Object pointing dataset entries
---*---
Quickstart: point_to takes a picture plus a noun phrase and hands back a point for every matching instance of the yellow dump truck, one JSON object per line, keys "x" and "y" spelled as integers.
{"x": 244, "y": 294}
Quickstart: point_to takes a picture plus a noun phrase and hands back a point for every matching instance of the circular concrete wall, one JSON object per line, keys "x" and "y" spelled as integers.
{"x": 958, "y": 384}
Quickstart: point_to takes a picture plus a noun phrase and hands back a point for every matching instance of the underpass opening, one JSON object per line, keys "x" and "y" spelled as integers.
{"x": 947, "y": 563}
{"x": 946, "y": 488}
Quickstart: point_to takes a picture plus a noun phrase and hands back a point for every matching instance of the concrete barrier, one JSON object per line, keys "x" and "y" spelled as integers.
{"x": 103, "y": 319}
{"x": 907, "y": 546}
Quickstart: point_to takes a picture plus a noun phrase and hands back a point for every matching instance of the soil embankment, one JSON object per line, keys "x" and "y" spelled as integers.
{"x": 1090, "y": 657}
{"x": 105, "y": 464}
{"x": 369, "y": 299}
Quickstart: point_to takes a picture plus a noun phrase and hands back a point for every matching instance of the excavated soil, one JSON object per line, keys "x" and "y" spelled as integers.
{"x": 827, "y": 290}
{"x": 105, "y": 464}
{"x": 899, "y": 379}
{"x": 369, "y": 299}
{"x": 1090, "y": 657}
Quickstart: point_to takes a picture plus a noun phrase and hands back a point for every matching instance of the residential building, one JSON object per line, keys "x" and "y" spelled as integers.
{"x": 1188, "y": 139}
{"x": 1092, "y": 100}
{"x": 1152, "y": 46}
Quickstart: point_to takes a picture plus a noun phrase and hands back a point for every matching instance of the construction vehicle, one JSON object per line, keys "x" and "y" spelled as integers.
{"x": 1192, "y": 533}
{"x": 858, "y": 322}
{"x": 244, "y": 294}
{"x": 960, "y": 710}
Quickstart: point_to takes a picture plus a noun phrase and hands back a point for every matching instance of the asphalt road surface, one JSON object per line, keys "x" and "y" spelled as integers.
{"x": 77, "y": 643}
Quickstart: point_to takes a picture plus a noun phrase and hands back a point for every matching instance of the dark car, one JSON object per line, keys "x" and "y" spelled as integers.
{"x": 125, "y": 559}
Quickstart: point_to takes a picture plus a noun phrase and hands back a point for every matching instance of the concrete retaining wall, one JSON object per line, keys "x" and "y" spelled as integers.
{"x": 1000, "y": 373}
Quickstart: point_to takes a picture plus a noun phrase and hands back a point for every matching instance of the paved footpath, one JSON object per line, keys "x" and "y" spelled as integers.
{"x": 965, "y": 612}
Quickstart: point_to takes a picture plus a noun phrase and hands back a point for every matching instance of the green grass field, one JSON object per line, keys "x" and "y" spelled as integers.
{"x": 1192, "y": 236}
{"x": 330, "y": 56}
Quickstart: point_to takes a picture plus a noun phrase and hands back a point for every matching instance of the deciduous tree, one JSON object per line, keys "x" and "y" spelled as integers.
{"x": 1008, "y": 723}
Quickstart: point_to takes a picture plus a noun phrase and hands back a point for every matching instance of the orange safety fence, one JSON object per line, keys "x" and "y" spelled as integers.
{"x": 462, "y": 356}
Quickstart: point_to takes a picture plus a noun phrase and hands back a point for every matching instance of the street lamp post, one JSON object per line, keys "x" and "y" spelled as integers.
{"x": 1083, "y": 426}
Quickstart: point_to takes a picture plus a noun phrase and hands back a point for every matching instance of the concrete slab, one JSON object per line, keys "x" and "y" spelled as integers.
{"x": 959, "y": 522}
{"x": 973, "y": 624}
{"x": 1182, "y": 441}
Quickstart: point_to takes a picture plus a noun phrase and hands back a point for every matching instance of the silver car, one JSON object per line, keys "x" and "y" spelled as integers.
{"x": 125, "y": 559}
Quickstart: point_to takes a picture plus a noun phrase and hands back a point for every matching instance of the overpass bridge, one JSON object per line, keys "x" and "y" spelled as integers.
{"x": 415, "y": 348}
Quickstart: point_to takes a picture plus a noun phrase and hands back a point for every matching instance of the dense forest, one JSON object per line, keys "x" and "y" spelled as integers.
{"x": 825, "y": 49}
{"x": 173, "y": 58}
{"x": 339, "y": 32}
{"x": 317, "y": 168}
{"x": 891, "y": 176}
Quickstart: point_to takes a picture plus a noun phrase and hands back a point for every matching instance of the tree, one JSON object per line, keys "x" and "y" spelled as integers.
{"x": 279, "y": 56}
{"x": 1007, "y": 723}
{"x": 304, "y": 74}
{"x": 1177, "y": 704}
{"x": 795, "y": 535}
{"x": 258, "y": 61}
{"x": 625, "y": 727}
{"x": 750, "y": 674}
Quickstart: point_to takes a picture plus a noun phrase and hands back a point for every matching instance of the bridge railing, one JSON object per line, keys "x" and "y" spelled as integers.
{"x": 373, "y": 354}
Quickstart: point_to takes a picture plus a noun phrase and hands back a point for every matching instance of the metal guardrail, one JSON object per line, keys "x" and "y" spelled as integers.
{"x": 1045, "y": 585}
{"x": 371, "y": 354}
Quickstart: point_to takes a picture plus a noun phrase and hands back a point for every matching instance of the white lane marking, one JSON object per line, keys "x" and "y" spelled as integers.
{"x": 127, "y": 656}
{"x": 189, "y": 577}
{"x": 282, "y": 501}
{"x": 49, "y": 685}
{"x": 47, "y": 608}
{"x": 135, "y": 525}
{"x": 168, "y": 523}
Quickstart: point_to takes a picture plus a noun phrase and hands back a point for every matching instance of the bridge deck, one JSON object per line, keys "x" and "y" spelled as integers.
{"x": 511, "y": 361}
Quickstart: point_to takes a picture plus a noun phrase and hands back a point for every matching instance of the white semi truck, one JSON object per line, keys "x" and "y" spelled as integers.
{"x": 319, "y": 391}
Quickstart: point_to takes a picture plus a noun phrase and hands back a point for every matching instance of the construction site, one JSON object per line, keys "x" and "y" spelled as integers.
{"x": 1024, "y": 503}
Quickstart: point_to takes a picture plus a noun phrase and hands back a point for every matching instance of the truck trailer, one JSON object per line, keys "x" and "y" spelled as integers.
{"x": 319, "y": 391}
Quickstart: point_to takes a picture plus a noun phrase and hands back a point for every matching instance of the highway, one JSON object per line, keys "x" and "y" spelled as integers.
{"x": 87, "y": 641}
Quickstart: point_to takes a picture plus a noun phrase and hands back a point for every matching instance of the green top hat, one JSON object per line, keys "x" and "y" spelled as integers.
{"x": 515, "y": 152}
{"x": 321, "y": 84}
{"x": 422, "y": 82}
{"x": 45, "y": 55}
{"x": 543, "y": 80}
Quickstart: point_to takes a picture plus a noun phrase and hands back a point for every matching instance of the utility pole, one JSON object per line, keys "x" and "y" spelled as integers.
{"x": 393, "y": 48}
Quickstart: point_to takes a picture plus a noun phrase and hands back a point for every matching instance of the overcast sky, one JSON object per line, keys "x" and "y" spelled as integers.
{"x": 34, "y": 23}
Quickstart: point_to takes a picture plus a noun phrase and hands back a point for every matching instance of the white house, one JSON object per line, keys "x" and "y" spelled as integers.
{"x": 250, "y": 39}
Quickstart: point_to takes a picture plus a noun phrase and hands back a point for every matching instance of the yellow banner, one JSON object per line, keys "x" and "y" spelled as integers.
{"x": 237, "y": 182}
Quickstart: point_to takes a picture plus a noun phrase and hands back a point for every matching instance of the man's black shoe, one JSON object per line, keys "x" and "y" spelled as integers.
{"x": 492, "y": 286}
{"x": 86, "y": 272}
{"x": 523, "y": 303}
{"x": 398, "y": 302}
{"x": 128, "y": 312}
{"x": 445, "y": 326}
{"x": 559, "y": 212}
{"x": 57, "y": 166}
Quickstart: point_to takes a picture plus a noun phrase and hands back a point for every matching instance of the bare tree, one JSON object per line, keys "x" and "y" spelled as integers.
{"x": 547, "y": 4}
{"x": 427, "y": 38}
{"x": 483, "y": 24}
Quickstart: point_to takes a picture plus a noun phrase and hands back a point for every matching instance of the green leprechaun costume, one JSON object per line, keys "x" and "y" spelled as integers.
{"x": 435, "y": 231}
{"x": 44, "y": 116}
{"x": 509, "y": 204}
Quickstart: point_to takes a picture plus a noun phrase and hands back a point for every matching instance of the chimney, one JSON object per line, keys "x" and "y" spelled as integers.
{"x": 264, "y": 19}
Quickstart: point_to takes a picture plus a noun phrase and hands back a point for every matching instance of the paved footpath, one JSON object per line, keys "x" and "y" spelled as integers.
---*---
Reproduce the entries from the line containing "of the bare" through the end of the entries, inclusive, swapping "chimney" for "smokestack" and leaving everything else unchanged.

■ ANSWER ■
Quickstart: point_to takes a picture plus a noun phrase and hands back a point for every matching instance of the bare tree, one JSON object per line, keys "x" and "y" spelled as integers.
{"x": 547, "y": 4}
{"x": 427, "y": 38}
{"x": 483, "y": 24}
Quickstart: point_to takes a picture plus a noun phrase and hands back a point for every matching instance of the green leprechaun costume, one JSON object per line, keys "x" and "y" spelled as integers.
{"x": 435, "y": 231}
{"x": 44, "y": 116}
{"x": 509, "y": 204}
Quickstart: point_to takes a picture plus a noun phrase and hands back a point for every matching instance of the smokestack, one JSON object per line, keys "x" and "y" spelled as integers.
{"x": 264, "y": 19}
Quickstart: point_to takes a picture plus a noun phrase and hands back a point for every matching instance of the paved footpath, one JSON object per line, keys "x" and "y" spelled as integers.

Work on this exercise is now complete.